WHAT IS REQUIRED »
Copy out every line of the data where the word "below" is found.

········

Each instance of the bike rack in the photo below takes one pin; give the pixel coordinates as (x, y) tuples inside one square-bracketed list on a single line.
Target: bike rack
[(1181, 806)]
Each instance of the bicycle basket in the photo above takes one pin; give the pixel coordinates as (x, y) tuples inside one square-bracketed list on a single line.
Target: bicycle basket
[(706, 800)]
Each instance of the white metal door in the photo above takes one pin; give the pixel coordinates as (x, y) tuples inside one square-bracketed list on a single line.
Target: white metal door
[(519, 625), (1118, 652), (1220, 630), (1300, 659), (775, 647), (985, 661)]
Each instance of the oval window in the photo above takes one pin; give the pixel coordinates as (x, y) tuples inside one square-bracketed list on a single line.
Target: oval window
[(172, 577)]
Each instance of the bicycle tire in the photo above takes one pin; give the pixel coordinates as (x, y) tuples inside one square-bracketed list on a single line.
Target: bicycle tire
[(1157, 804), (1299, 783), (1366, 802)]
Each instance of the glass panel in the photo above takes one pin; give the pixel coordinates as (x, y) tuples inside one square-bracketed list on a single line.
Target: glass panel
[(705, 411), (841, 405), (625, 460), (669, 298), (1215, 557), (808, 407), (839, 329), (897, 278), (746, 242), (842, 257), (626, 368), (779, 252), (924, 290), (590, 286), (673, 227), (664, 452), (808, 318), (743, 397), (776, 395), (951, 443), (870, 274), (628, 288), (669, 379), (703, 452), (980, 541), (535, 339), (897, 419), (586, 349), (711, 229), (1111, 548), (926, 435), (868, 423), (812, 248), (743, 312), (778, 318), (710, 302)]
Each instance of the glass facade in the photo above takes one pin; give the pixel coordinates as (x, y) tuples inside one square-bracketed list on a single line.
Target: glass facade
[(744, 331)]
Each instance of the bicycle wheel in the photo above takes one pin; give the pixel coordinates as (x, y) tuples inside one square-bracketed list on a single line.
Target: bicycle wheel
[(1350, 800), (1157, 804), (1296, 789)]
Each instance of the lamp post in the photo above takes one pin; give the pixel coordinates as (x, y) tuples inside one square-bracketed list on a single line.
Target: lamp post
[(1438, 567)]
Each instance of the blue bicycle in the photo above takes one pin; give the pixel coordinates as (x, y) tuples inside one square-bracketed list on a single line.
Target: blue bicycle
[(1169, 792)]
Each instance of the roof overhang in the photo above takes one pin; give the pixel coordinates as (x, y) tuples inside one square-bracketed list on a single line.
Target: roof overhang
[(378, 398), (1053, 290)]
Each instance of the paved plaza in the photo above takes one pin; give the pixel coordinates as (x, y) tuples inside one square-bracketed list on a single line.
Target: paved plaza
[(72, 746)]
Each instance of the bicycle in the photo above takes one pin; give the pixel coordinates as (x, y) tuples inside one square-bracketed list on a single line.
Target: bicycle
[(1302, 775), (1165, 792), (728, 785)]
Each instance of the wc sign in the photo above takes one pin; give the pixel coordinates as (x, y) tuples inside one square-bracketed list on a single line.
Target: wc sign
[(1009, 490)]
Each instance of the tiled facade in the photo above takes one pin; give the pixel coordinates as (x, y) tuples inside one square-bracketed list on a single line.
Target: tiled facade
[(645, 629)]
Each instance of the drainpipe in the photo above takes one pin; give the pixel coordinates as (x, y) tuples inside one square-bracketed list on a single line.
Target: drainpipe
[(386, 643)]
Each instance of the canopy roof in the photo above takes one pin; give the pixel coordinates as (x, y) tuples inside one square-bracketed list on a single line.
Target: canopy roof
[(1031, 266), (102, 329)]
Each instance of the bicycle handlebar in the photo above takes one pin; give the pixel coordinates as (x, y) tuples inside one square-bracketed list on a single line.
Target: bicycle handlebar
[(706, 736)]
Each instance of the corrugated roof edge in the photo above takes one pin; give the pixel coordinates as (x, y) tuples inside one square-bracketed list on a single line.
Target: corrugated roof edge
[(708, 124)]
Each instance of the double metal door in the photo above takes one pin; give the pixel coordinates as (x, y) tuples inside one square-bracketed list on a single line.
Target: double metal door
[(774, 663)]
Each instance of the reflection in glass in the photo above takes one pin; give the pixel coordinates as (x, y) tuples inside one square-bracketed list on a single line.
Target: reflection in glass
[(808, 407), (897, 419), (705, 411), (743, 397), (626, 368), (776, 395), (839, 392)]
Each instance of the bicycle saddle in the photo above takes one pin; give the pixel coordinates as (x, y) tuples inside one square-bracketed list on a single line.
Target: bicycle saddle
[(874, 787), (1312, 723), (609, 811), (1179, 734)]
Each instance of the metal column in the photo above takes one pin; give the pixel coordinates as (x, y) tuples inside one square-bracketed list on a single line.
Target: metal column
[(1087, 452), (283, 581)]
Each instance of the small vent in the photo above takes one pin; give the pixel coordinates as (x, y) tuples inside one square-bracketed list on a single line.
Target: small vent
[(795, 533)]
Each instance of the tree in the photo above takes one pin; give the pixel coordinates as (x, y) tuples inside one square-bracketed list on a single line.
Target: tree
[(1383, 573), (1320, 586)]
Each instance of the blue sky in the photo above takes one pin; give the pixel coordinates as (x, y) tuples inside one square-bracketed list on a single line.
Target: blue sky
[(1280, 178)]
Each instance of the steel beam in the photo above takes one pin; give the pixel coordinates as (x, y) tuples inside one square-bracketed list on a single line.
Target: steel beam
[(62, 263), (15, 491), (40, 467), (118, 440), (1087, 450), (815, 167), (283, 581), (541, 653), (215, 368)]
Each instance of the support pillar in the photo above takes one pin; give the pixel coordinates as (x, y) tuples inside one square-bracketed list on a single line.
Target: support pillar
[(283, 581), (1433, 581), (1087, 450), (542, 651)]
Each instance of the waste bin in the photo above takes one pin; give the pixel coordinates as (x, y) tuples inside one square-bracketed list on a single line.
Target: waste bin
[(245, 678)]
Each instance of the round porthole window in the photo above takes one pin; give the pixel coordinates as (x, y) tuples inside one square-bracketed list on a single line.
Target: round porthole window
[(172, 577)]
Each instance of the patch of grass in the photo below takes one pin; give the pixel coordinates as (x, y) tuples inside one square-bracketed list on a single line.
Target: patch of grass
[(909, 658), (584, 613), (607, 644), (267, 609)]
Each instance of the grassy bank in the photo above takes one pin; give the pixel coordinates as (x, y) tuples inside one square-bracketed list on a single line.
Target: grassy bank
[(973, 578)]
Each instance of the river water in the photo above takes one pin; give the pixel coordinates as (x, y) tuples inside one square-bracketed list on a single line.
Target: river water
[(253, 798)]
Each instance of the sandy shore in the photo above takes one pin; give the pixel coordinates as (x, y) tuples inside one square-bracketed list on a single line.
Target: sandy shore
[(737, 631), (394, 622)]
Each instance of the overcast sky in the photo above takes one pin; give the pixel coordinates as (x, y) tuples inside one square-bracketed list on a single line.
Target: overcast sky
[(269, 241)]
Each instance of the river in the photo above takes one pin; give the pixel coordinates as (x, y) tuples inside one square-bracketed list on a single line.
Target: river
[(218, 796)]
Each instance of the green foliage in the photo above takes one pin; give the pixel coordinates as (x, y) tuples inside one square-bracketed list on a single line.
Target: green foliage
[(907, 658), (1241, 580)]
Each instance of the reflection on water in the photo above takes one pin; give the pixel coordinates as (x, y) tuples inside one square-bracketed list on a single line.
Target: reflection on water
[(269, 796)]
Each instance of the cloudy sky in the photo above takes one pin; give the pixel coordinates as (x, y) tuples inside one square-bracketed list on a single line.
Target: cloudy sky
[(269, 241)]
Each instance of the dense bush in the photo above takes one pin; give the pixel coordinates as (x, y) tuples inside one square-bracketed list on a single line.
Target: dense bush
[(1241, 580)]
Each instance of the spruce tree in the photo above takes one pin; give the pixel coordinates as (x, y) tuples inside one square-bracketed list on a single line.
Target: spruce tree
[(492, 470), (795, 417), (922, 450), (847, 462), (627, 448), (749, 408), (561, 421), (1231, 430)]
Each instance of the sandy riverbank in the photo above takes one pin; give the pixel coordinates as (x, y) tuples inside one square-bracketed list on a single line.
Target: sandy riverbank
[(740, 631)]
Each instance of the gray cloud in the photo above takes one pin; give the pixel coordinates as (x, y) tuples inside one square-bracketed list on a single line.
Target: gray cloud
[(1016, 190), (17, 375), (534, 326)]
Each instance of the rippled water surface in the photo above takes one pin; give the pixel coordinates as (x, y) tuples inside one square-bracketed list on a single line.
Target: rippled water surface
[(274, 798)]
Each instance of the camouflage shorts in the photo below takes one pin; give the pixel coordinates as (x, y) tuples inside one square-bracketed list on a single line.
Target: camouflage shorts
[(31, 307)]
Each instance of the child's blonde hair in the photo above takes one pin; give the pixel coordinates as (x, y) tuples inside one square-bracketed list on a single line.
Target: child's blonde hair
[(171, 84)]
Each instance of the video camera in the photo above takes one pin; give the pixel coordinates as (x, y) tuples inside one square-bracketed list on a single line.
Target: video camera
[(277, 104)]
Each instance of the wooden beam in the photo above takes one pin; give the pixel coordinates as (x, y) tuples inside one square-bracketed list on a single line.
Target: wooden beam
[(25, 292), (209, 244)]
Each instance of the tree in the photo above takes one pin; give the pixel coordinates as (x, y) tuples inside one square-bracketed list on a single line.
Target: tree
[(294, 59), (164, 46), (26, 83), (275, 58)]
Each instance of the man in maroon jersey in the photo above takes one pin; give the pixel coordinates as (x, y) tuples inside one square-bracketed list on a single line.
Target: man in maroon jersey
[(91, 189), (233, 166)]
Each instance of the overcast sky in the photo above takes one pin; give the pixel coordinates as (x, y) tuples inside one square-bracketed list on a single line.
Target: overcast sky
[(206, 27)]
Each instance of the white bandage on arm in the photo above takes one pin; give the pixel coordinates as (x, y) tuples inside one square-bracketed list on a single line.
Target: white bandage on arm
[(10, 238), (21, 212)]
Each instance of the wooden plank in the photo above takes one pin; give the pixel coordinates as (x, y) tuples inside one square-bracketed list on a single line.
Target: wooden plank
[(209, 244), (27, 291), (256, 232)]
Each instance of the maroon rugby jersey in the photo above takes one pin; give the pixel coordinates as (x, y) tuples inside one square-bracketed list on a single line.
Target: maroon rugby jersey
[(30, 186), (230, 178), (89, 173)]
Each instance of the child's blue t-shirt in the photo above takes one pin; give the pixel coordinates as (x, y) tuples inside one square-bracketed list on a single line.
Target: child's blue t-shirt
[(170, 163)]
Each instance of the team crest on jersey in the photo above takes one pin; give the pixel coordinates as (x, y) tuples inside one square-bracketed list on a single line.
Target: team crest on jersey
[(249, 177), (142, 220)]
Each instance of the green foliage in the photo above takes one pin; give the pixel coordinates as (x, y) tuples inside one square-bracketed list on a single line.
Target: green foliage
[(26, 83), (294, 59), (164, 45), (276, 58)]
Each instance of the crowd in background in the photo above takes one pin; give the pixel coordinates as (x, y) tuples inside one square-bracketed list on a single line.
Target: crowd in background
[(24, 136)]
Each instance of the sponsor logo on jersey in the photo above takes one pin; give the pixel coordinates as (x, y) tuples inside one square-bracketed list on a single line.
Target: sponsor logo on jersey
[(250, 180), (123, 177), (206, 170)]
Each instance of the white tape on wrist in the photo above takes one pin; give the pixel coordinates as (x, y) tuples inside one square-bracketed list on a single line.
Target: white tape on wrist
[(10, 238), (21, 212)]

········

TASK OUTPUT »
Each instance of the bike rack in the photo below takes one pin; give the pixel coordinates as (x, y) tuples inside one square-bracketed list on a single line.
Each instance of the patch of grass in the photo below takes one pin; give the pixel coordinates as (x, y) tuples inside one square-bracketed list on a single line.
Each instance of the camouflage shorts in the photo below takes one pin; give the pixel coordinates as (x, y) tuples inside one square-bracketed list on a single line.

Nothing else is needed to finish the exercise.